• 課題 A: 一覧のうち「unit」という語を含む行の数を答えてください。数のみを記してください。

:: ページ抜粋

Daniel Lentz







Daniel Lentz (1942-,USA)
ダニエル・レンツの音楽を聴くときに「ミニマリズム」という言葉を思い出す
ことがあるなら、それは言葉(テクスト)を含めた音楽素材を細かく分割し再
構成するという意味で、ということになるだろう。独自のテープ・ディレイ・
システムによって、ライヴ音とプレイバックを重ね合せ、作品に録音された素
材という「過去」を織り混ぜることで複雑な(しかし錯綜ではない)視野を与
えてきた作曲家。


■ 分割・ディレイ・再構成

テープに録音された素材をミニマル的に扱うという点では、スティー
ヴ・ライヒがまず思い起こされる。ライヒの場合は切れ目のない繰
り返しとしてのテープ・ループだったが、レンツにおいては素材が
ある程度の時間を置いてから再生される「ディレイ」としてのテー
プである。

::::
:: 提供情報

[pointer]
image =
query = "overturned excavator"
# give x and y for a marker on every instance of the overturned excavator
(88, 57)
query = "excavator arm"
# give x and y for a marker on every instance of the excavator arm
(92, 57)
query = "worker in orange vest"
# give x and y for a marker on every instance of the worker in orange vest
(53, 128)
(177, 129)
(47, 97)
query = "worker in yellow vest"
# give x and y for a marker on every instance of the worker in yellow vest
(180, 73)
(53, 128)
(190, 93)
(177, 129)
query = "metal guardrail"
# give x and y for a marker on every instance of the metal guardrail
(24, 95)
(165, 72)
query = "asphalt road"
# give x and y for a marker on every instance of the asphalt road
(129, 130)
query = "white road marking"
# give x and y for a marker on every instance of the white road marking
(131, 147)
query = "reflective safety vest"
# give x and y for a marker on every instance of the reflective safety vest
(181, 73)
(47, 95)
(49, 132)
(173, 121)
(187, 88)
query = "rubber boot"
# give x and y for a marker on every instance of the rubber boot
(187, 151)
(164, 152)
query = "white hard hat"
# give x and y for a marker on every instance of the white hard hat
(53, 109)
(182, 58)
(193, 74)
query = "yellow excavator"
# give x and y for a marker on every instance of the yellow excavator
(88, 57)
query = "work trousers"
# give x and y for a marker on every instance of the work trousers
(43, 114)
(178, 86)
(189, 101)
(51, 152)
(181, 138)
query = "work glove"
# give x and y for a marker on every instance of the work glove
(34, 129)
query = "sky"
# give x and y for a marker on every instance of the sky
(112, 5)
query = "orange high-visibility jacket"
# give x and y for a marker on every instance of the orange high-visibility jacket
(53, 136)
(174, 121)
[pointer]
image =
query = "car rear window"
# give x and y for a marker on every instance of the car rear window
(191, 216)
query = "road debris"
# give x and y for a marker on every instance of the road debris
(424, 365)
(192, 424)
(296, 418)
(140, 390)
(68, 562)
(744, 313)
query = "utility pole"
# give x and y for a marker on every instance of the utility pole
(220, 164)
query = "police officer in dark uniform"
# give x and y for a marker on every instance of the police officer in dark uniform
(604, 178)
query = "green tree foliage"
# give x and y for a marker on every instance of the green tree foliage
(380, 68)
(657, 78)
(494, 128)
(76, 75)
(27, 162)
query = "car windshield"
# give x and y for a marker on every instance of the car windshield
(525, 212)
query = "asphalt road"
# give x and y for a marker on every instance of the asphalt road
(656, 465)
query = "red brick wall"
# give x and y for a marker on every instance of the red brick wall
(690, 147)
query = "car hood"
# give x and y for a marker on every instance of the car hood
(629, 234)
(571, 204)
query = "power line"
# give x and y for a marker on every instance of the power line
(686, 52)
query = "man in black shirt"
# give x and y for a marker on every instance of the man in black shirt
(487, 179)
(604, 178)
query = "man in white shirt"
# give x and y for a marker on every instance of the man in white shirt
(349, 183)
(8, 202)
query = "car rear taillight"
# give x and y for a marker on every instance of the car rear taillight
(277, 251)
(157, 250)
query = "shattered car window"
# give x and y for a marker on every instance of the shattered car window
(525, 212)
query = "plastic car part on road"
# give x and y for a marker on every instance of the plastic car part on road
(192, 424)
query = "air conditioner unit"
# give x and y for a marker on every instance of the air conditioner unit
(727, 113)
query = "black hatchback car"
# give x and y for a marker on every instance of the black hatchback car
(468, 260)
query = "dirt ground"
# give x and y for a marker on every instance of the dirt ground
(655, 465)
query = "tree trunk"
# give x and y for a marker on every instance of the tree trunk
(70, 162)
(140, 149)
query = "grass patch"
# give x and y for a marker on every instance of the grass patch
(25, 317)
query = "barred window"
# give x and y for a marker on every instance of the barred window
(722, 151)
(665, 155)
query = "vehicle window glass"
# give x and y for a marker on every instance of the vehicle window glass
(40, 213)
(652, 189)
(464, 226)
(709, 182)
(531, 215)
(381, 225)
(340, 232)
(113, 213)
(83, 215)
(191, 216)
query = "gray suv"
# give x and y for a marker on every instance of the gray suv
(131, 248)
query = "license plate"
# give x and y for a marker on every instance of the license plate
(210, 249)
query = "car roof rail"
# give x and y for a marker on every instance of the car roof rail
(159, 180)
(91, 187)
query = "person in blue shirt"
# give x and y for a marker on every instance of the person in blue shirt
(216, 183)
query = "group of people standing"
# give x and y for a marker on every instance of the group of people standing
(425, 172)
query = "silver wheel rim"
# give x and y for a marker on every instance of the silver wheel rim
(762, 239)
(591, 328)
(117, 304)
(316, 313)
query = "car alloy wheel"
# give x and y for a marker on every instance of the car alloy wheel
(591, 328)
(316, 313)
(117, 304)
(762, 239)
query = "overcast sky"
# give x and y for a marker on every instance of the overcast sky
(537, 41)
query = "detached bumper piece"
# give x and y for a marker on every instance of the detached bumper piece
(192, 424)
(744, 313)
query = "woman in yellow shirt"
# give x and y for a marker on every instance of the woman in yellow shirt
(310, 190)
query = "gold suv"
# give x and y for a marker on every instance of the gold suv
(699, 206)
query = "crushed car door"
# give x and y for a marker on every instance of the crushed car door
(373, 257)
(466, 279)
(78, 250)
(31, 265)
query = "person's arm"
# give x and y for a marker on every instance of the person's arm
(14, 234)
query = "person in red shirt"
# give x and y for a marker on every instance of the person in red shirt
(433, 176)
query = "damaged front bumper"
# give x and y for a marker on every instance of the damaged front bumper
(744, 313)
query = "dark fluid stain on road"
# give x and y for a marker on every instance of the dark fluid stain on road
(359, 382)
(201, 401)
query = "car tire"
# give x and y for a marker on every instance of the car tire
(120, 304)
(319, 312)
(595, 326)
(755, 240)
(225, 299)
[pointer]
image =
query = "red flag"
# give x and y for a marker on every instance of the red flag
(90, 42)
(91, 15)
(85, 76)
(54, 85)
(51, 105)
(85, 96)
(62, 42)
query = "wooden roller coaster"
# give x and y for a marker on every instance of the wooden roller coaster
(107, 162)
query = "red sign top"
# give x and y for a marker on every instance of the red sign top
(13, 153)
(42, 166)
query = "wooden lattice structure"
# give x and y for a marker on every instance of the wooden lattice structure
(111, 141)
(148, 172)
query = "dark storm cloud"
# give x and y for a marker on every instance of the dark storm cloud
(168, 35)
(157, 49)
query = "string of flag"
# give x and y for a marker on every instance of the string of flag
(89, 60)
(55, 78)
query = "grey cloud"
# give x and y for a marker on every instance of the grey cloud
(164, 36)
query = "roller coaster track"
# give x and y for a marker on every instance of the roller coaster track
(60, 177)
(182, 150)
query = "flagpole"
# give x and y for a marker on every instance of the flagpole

::::

• 課題 B: 上に掲げたダニエル・レンツに関する抜粋のうち、「テープに録音された素材をミニマル的に扱う」で始まる段落を、主な事実を保ったまま箇条書きにまとめてください。

• 解答例 A: 2

• 解答例 B:
- テープに録音された素材をミニマル的に扱う例として、まずスティーヴ・ライヒが思い起こされる。
- ライヒの場合、テープは切れ目のない繰り返しとしてのテープ・ループであった。
- レンツの場合、テープは素材をある程度の時間を置いてから再生する「ディレイ」としてのものである。